▶ Page extract:
____
The Church of St John the Baptist and the Holy Sepulchre, usually shortened to St John de Sepulchre or St Sepulchre, and known as St John the Theologian during its more recent use by the Orthodox Church, is a Grade I listed redundant parish church on Ber Street and Finkelgate in Norwich, England.

Having existed since prior to the Norman Conquest in 1066, It became part of the Church of England, then after its 1984 redundancy was an Eastern Orthodox Church from 1986 to 2009, and finally re-opened for secular use.

==History==

The church is medieval, having existed since prior to 1066. Its original dedication was only to John the Baptist, though around the time of the First Crusade around 1096, a second dedication to the Holy Sepulchre was added.

In 1536, money was put aside to build the north transept in the same style as the south one. Churchwardens' accounts from the 1540s show the change in decoration for the church before and after the Reformation. This entailed the replacement of its stained glass windows, including one that had depicted Thomas Becket, with clear glass. Its richly coloured screen was sold alongside communion vessels and other plates, and the church's wall paintings were washed over.
____
▶ What the exercise asks: Repeat the part of the St John de Sepulchre text starting with "The church is" and going on through "Sepulchre was added.", word for word.

▶ Data extracts:
____
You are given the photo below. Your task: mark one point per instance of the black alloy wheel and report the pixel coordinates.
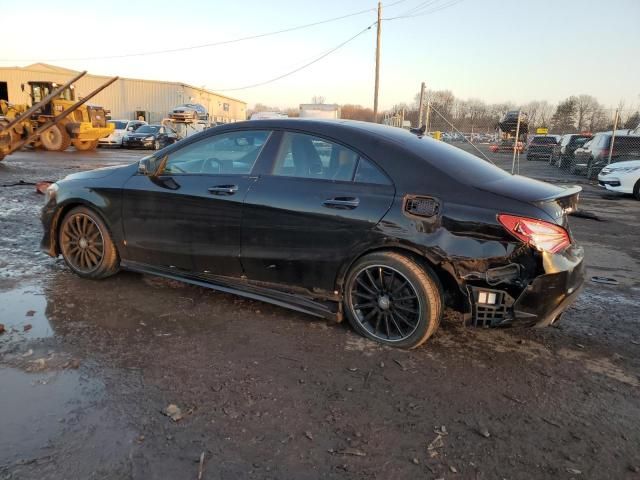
(86, 245)
(386, 304)
(82, 243)
(392, 299)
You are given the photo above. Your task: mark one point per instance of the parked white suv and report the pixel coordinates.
(621, 177)
(122, 128)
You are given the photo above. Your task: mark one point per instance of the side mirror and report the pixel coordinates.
(145, 166)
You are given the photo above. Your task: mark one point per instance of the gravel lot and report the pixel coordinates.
(88, 368)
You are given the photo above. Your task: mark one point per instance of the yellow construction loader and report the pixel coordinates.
(55, 119)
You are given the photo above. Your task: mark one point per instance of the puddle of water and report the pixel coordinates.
(23, 306)
(36, 408)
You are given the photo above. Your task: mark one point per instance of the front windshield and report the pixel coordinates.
(148, 129)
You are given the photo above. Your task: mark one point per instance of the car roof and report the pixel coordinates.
(395, 150)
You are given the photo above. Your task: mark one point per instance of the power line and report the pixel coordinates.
(204, 45)
(326, 54)
(195, 47)
(428, 12)
(308, 64)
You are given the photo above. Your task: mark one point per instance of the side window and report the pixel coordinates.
(225, 154)
(368, 173)
(306, 156)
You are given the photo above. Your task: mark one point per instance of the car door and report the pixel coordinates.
(310, 211)
(187, 216)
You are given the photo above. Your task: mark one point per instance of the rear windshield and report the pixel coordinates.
(458, 164)
(543, 140)
(627, 142)
(452, 161)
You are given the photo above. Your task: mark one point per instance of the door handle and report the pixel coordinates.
(223, 189)
(342, 203)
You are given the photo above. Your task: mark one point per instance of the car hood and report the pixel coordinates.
(522, 188)
(98, 172)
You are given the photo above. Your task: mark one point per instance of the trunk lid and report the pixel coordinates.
(554, 200)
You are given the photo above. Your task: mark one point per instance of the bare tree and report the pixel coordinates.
(586, 106)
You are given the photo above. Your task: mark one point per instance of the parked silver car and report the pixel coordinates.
(189, 112)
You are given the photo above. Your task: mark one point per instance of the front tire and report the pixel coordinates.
(393, 300)
(86, 244)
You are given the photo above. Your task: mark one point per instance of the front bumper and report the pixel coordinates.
(85, 131)
(616, 182)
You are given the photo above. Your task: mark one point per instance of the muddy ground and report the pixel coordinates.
(87, 369)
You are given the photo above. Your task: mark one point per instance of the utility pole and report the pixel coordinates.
(375, 94)
(421, 106)
(515, 147)
(426, 122)
(613, 136)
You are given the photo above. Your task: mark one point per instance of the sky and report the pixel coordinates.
(493, 50)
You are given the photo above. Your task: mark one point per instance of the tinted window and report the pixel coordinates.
(228, 153)
(306, 156)
(148, 129)
(627, 143)
(367, 172)
(580, 141)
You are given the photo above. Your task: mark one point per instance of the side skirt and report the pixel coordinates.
(328, 309)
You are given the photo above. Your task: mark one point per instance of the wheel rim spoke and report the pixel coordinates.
(360, 282)
(82, 243)
(406, 309)
(395, 324)
(372, 280)
(385, 303)
(360, 306)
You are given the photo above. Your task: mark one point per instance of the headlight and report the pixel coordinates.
(50, 193)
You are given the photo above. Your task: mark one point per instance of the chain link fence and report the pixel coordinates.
(576, 137)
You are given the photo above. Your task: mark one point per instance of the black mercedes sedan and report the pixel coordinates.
(331, 218)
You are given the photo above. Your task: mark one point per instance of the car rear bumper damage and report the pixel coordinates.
(502, 300)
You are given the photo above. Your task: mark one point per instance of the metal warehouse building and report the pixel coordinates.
(127, 97)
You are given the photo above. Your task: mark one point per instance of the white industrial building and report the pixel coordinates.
(127, 98)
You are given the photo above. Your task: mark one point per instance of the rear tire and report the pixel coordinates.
(86, 244)
(55, 139)
(85, 145)
(391, 299)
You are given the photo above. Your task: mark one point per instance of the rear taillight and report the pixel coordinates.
(544, 236)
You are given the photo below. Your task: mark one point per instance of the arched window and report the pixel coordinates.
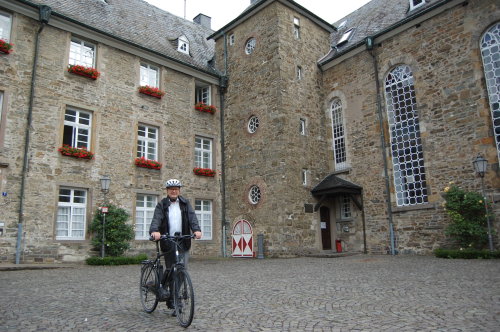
(406, 146)
(338, 135)
(490, 52)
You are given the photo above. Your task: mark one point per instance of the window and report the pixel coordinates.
(202, 93)
(77, 128)
(203, 210)
(302, 127)
(147, 142)
(406, 146)
(71, 214)
(144, 209)
(82, 53)
(490, 52)
(296, 28)
(183, 45)
(5, 26)
(253, 124)
(254, 195)
(149, 75)
(203, 152)
(250, 45)
(416, 3)
(345, 207)
(345, 37)
(305, 177)
(338, 134)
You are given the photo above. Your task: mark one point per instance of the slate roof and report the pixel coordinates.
(371, 19)
(332, 184)
(140, 23)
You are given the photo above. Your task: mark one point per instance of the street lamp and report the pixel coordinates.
(480, 165)
(105, 182)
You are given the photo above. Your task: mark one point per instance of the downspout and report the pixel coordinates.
(369, 45)
(44, 16)
(223, 87)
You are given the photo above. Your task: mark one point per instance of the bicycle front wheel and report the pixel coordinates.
(148, 286)
(183, 298)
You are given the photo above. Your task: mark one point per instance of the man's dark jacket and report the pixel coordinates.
(160, 220)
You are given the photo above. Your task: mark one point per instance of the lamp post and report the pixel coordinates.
(105, 182)
(480, 165)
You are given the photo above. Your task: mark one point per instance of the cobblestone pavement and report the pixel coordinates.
(356, 293)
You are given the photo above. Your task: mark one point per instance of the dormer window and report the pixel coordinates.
(183, 45)
(345, 37)
(416, 3)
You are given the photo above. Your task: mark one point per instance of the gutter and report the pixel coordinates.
(44, 16)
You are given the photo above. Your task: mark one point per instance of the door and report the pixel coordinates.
(326, 236)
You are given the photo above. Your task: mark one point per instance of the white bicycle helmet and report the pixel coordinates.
(173, 183)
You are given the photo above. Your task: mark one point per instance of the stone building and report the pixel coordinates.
(326, 137)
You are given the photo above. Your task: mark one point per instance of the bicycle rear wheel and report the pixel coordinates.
(148, 286)
(183, 298)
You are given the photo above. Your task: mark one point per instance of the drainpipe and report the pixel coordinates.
(223, 86)
(44, 16)
(369, 45)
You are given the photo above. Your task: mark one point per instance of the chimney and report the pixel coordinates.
(203, 20)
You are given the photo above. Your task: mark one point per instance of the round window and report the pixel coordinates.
(250, 45)
(254, 195)
(253, 124)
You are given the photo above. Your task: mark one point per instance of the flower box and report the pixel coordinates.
(153, 92)
(70, 151)
(146, 163)
(89, 72)
(5, 46)
(202, 107)
(204, 171)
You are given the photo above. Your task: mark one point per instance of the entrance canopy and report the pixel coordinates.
(332, 186)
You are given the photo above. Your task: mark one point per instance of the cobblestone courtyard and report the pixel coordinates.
(356, 293)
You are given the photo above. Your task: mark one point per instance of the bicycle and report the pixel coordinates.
(154, 283)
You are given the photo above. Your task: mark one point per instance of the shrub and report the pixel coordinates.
(117, 232)
(468, 217)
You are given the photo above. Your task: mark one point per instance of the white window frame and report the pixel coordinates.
(145, 205)
(203, 93)
(204, 214)
(5, 26)
(338, 135)
(203, 152)
(183, 44)
(75, 211)
(147, 142)
(81, 128)
(82, 53)
(149, 75)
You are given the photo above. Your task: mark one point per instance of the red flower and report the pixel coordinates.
(84, 71)
(146, 163)
(202, 107)
(204, 171)
(70, 151)
(5, 46)
(154, 92)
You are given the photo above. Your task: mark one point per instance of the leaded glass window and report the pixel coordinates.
(406, 146)
(490, 52)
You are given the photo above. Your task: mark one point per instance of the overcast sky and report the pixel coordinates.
(224, 11)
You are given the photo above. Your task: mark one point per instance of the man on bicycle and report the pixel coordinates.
(174, 214)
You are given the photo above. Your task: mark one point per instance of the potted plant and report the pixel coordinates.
(146, 163)
(151, 91)
(89, 72)
(70, 151)
(204, 171)
(202, 107)
(5, 46)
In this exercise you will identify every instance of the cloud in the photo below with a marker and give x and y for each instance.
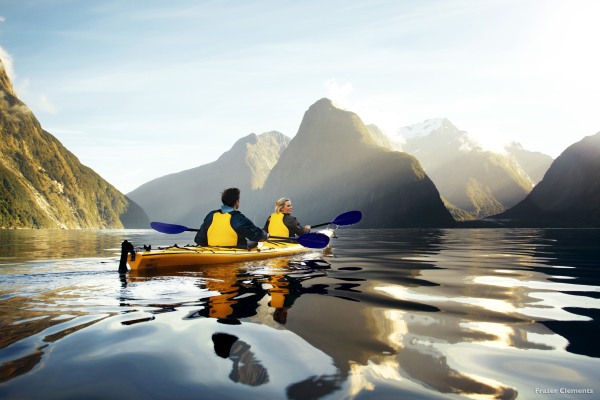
(46, 105)
(338, 93)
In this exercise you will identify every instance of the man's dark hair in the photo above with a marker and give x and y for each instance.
(230, 196)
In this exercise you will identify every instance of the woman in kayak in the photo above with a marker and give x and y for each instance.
(282, 223)
(227, 226)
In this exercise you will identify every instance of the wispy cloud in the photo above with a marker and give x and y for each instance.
(8, 63)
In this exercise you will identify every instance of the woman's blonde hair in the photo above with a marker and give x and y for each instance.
(280, 203)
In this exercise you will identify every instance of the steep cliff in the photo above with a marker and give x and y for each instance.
(43, 185)
(334, 164)
(569, 194)
(474, 182)
(185, 197)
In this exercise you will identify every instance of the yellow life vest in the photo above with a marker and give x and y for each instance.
(277, 227)
(220, 232)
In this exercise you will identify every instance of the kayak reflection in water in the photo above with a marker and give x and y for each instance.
(239, 295)
(246, 368)
(282, 223)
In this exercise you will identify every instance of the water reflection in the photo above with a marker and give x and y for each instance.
(400, 314)
(246, 368)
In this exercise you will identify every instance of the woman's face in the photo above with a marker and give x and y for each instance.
(287, 207)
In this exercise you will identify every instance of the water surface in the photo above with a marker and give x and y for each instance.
(419, 314)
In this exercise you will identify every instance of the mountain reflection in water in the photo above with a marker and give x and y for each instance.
(474, 313)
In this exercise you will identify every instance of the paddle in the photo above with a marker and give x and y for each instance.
(347, 218)
(311, 240)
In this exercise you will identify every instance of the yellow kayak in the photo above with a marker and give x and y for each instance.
(195, 255)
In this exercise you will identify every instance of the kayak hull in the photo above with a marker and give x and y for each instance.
(196, 255)
(192, 255)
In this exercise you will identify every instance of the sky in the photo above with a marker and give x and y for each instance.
(141, 89)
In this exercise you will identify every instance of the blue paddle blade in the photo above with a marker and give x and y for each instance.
(313, 240)
(168, 228)
(347, 218)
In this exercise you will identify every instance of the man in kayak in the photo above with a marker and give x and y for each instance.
(282, 223)
(227, 226)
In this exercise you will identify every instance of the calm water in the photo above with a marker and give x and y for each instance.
(415, 314)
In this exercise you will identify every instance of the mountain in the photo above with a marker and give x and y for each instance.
(473, 182)
(185, 197)
(44, 185)
(534, 163)
(335, 164)
(569, 194)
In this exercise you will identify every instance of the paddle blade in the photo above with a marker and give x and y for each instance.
(313, 240)
(168, 228)
(347, 218)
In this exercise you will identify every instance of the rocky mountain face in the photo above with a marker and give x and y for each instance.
(535, 164)
(335, 164)
(185, 197)
(473, 182)
(44, 185)
(569, 194)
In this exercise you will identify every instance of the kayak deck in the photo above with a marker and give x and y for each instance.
(194, 255)
(173, 256)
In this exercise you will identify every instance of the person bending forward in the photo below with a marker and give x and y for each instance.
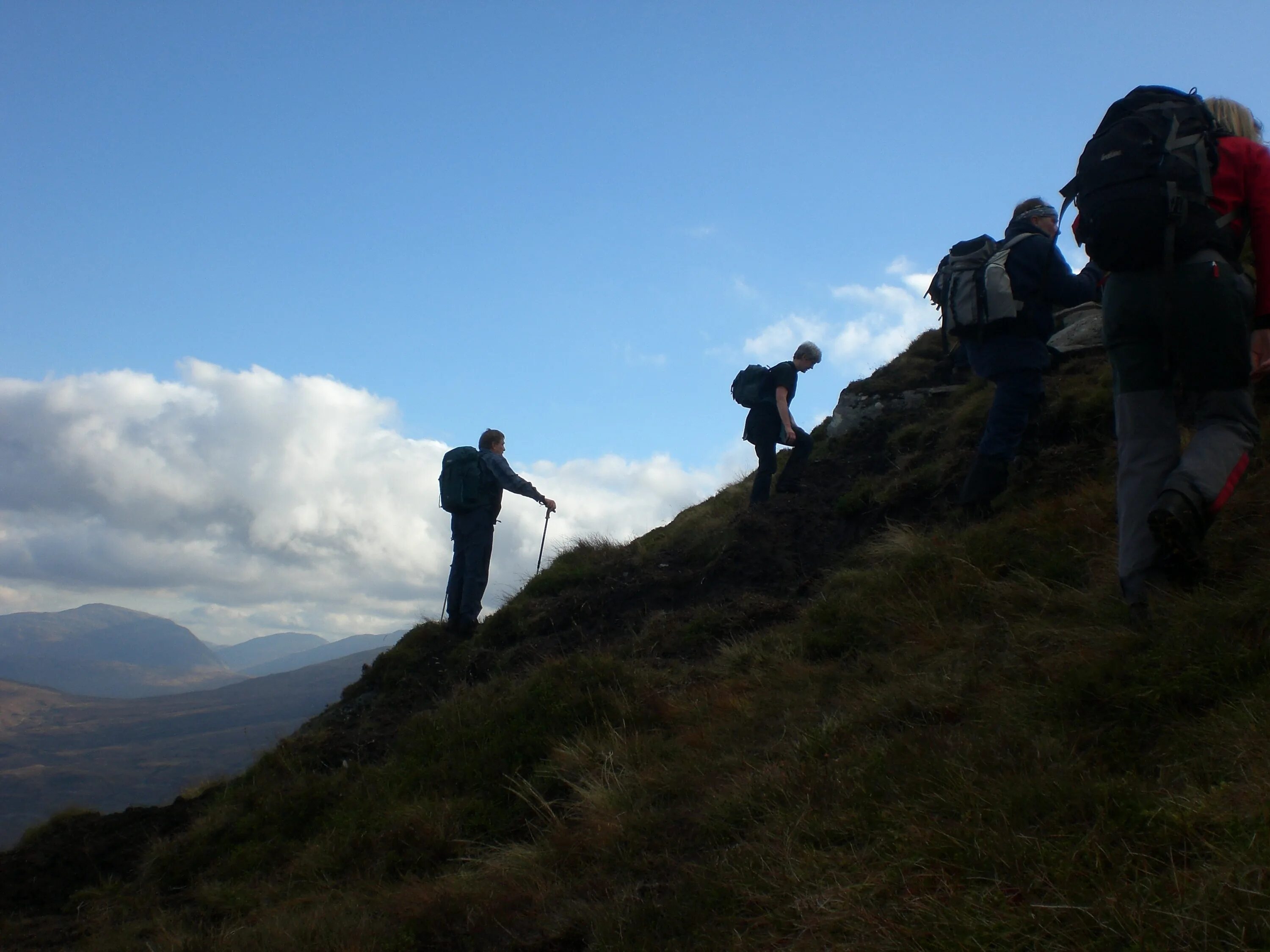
(770, 423)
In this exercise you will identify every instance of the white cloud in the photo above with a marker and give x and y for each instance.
(242, 503)
(634, 358)
(776, 342)
(881, 322)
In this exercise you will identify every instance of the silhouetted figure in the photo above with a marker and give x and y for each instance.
(473, 531)
(770, 423)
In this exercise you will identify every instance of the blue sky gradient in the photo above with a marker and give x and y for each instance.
(564, 220)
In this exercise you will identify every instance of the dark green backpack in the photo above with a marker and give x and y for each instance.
(461, 478)
(750, 386)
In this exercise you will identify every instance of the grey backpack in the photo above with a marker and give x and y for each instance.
(972, 287)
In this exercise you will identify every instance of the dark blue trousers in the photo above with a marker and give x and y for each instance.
(469, 574)
(766, 452)
(1018, 398)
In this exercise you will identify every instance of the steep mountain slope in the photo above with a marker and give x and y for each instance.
(353, 644)
(267, 648)
(107, 652)
(850, 720)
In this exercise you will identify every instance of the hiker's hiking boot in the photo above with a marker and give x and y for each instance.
(1140, 616)
(1178, 528)
(985, 483)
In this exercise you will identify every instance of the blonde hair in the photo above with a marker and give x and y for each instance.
(1235, 117)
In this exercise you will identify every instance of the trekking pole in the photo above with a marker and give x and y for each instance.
(544, 541)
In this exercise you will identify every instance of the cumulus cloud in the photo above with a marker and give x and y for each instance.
(878, 323)
(776, 342)
(242, 503)
(635, 358)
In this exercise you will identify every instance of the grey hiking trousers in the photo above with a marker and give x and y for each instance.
(1164, 332)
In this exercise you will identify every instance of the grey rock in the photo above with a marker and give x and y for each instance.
(858, 409)
(1081, 329)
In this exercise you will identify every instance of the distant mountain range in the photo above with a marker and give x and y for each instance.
(323, 652)
(59, 751)
(267, 648)
(107, 652)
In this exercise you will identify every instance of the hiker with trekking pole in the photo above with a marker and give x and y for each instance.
(472, 490)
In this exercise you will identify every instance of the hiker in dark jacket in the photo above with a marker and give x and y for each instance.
(770, 423)
(1190, 327)
(1013, 353)
(474, 532)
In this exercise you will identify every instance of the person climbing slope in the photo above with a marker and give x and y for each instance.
(1187, 323)
(474, 512)
(1011, 352)
(770, 423)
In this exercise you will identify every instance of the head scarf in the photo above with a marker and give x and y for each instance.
(1042, 211)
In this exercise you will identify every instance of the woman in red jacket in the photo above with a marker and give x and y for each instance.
(1190, 327)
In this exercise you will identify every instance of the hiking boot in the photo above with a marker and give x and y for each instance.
(985, 483)
(1178, 528)
(1140, 616)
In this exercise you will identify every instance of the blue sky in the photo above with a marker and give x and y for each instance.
(563, 219)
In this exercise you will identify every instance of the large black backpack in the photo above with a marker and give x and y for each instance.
(750, 386)
(463, 480)
(1143, 182)
(972, 287)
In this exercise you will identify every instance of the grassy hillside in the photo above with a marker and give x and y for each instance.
(853, 720)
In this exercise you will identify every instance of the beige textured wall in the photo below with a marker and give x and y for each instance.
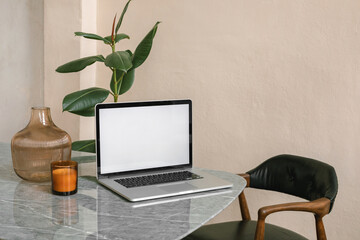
(266, 77)
(61, 20)
(21, 63)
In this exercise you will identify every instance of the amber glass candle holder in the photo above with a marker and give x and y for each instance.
(64, 177)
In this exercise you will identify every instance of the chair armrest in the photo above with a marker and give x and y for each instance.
(319, 206)
(247, 178)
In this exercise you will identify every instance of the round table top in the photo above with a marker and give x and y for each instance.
(30, 211)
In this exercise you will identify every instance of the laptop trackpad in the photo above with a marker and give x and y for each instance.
(180, 187)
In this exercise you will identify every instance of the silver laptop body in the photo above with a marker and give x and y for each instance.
(148, 138)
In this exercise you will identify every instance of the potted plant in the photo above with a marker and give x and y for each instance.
(121, 63)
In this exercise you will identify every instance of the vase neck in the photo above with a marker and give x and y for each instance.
(40, 115)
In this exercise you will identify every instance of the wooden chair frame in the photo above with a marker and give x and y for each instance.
(319, 207)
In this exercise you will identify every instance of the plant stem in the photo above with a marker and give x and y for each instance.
(114, 76)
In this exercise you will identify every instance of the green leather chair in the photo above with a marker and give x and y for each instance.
(303, 177)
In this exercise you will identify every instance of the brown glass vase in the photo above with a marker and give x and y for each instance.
(37, 145)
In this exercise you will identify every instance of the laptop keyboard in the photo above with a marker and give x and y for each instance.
(157, 179)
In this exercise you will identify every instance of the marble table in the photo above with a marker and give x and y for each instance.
(29, 210)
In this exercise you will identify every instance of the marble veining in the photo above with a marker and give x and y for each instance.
(30, 211)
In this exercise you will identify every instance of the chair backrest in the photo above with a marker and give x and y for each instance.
(303, 177)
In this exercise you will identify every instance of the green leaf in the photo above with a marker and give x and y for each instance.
(127, 81)
(118, 37)
(82, 101)
(120, 60)
(92, 36)
(90, 112)
(84, 146)
(121, 17)
(79, 64)
(143, 49)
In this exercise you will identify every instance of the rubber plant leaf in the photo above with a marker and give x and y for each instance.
(120, 60)
(121, 17)
(79, 64)
(83, 100)
(118, 37)
(92, 36)
(84, 146)
(143, 49)
(90, 112)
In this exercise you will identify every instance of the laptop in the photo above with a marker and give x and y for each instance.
(144, 150)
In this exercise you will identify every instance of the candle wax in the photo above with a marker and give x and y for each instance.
(64, 179)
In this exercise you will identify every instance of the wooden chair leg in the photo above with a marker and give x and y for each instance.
(260, 230)
(245, 214)
(320, 229)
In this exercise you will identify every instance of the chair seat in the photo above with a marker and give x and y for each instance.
(241, 230)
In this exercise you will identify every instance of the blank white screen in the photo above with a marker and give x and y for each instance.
(134, 138)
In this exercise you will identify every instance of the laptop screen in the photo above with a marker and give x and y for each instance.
(140, 136)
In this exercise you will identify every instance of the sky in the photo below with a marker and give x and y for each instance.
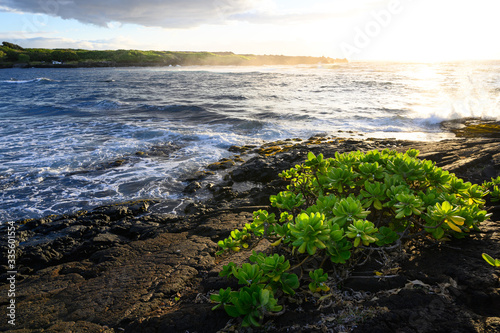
(401, 30)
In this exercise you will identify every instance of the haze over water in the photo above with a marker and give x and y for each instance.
(61, 129)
____
▶ Finished exercise:
The church is medieval, having existed since prior to 1066. Its original dedication was only to John the Baptist, though around the time of the First Crusade around 1096, a second dedication to the Holy Sepulchre was added.